**Extracted records**.
================
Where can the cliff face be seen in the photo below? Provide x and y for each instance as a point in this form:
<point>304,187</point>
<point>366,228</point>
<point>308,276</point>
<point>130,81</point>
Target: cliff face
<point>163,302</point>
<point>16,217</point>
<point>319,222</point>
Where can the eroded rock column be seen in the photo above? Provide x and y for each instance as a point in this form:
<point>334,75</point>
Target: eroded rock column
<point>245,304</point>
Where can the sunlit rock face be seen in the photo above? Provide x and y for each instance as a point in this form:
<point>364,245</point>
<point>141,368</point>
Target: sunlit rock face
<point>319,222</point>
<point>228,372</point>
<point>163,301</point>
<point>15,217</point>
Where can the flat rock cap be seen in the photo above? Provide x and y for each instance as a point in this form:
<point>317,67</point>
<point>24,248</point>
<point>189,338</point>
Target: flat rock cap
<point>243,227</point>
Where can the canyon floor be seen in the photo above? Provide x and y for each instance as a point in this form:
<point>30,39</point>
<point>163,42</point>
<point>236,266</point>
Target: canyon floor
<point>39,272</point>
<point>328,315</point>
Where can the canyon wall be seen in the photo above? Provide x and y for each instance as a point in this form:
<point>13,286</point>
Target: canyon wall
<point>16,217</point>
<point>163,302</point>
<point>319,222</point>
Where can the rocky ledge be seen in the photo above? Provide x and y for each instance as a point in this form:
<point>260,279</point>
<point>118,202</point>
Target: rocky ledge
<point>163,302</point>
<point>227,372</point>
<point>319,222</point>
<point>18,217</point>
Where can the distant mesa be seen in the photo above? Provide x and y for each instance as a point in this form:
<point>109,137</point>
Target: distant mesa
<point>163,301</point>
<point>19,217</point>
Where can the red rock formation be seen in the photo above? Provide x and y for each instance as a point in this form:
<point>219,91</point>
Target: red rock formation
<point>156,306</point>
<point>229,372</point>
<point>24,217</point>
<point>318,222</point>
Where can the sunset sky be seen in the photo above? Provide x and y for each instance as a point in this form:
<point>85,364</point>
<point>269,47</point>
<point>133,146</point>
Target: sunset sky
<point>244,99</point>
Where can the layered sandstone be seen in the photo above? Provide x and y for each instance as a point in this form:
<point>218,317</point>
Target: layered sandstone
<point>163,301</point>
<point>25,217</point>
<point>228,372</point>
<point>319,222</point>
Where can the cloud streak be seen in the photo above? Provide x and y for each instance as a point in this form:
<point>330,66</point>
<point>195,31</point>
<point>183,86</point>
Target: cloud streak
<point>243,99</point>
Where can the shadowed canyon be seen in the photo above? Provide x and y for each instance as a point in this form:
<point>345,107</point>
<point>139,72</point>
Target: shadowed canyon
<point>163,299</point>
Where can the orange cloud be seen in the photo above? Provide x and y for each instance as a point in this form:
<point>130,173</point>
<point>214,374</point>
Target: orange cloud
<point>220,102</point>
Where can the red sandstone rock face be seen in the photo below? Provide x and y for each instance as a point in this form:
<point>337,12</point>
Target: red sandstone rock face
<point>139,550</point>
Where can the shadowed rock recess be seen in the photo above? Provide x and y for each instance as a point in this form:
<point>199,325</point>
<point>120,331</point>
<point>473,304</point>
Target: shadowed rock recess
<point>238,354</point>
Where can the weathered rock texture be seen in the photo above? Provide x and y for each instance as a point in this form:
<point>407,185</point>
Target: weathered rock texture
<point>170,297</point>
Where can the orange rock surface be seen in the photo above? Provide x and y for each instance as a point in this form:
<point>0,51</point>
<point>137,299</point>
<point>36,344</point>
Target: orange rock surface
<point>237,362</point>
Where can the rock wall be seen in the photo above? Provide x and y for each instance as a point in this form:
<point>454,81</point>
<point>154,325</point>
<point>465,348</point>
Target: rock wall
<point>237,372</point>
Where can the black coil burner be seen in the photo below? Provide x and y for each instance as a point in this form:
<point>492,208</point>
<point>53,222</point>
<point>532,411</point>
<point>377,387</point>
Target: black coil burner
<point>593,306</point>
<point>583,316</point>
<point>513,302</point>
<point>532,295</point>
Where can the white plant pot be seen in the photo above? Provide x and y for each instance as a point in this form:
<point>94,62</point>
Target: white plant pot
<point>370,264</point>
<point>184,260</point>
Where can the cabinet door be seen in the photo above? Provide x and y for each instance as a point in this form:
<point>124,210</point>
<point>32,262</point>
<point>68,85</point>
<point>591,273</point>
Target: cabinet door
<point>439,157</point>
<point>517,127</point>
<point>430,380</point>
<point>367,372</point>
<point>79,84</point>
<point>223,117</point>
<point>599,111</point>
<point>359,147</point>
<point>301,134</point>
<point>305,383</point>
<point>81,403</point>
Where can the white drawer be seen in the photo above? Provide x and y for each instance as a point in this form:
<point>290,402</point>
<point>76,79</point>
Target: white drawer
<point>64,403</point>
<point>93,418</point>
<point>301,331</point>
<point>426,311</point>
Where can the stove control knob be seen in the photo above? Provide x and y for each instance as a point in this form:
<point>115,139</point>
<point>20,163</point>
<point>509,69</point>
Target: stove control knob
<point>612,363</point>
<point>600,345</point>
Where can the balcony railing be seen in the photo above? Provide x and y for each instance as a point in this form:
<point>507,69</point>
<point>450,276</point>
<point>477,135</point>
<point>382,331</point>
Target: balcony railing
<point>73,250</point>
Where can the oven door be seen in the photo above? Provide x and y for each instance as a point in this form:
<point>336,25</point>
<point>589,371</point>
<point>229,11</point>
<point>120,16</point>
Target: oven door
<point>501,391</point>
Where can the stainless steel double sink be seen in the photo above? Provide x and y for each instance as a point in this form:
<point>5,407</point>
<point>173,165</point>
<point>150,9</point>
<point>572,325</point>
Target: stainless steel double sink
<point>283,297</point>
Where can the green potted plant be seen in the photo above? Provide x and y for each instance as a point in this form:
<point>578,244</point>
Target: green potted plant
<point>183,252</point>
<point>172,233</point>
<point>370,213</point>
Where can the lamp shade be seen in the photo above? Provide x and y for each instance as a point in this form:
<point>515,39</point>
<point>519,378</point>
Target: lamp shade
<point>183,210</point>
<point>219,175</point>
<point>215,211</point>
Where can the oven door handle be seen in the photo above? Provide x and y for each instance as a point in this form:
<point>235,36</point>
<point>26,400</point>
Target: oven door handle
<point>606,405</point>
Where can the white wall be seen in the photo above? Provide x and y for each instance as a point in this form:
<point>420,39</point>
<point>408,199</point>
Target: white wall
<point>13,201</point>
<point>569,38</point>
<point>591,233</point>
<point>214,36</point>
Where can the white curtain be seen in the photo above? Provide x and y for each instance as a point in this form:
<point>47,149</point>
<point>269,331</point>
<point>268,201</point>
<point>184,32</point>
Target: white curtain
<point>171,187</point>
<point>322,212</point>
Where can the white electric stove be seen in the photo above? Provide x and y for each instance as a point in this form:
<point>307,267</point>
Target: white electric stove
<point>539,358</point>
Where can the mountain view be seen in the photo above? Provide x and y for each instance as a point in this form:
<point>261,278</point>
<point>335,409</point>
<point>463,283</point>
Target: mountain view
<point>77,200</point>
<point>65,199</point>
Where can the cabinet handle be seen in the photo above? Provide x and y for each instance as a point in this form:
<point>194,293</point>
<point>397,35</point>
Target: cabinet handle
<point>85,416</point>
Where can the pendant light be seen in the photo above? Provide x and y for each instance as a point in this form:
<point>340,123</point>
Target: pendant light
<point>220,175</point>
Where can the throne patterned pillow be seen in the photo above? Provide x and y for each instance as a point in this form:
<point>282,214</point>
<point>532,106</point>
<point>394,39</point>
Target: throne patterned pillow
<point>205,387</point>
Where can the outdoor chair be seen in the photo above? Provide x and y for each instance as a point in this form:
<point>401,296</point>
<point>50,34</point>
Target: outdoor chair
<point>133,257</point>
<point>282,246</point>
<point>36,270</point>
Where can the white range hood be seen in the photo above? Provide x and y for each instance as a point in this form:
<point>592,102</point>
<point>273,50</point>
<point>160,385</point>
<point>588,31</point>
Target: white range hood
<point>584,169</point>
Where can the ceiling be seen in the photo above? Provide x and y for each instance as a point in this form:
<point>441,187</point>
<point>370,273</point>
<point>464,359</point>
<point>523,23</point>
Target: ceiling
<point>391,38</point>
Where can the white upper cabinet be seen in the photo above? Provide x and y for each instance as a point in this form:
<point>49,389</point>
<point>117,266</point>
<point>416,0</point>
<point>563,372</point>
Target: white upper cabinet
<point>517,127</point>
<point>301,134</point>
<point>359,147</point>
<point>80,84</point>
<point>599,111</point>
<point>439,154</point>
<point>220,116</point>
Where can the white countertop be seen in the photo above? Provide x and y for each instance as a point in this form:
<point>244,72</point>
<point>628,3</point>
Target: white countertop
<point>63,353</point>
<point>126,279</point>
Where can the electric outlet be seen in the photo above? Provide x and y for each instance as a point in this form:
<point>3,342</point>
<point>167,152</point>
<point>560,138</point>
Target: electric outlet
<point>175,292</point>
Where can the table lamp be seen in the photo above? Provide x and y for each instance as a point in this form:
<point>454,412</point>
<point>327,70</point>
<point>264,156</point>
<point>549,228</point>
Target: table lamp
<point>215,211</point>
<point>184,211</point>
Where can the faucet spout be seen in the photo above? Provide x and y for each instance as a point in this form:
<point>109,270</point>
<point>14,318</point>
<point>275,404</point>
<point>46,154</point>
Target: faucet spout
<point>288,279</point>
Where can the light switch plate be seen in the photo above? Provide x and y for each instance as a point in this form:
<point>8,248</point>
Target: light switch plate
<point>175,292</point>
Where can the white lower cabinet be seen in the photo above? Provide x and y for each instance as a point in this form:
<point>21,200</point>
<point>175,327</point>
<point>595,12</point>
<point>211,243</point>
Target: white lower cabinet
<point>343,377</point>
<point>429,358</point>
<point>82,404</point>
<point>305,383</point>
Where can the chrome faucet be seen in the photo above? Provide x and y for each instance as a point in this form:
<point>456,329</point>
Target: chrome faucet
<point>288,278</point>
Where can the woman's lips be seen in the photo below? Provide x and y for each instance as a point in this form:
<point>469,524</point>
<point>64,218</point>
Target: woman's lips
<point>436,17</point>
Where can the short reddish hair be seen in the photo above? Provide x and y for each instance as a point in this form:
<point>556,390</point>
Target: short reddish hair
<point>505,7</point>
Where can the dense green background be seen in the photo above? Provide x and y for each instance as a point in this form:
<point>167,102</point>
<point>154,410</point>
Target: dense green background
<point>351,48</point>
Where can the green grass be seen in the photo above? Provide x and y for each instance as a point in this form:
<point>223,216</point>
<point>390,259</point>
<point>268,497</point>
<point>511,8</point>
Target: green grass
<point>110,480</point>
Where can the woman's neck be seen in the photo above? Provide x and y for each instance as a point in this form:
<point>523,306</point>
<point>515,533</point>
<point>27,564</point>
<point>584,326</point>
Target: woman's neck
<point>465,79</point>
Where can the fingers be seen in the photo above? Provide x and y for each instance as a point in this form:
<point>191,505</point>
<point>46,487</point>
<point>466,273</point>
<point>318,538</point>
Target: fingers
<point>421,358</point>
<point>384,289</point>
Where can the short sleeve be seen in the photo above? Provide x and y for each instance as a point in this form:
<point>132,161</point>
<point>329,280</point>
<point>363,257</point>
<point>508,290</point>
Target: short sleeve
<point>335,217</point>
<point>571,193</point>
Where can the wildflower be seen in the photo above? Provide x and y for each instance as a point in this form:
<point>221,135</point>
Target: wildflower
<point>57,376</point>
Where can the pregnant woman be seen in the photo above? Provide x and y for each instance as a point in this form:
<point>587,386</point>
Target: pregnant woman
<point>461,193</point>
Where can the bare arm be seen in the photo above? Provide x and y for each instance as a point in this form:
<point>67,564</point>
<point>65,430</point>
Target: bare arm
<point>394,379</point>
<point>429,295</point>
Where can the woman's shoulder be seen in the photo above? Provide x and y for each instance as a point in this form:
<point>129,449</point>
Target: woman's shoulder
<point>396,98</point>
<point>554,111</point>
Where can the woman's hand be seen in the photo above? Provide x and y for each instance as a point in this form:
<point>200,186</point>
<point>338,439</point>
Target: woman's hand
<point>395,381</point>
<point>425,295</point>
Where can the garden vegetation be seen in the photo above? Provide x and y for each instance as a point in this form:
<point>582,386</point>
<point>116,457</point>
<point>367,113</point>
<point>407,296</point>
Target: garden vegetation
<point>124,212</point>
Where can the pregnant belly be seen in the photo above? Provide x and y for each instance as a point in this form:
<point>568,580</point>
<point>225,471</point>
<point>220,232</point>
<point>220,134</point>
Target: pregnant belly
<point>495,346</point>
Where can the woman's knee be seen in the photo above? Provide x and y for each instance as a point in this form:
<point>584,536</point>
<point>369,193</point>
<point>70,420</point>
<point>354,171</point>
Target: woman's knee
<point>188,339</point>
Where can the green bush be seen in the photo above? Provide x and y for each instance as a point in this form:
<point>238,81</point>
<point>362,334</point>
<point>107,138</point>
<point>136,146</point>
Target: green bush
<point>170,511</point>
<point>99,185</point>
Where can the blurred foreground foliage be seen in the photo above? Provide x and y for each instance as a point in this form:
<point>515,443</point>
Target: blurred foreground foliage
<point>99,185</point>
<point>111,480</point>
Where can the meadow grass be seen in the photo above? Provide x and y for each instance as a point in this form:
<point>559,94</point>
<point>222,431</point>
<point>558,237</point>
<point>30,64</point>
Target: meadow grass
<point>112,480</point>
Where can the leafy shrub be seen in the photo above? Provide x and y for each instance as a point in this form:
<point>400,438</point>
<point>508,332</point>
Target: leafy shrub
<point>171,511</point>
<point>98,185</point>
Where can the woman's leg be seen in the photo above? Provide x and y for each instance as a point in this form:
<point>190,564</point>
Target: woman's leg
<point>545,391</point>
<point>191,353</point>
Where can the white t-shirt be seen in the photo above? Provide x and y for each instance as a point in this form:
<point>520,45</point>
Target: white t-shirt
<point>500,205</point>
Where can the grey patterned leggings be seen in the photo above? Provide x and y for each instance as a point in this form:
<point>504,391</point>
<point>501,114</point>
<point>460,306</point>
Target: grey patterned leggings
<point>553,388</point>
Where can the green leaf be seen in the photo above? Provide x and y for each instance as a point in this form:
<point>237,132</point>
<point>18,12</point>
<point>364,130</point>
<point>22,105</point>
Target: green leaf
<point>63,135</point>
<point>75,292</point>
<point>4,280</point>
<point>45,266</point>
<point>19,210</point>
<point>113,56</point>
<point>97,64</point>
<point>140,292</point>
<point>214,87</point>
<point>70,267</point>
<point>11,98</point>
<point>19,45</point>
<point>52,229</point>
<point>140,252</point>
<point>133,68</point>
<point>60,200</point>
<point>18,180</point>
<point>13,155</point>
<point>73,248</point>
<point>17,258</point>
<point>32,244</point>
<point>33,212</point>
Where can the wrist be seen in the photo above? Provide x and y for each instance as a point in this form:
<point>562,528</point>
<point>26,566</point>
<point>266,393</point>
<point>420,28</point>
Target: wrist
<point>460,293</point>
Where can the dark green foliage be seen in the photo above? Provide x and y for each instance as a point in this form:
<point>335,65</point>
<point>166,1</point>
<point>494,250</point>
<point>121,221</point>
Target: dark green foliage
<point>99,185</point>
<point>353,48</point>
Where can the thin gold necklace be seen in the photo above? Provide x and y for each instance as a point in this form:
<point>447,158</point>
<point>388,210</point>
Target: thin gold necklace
================
**Job**. Duplicate verbatim the lines from the line containing "Where can the garden" to the line containing "<point>124,212</point>", including both of those lines.

**Answer to this exercise**.
Where can the garden vegetation be seen in the photo above? Provide x and y for each instance as a point in this form:
<point>582,386</point>
<point>116,457</point>
<point>367,113</point>
<point>407,296</point>
Target: garden vegetation
<point>124,212</point>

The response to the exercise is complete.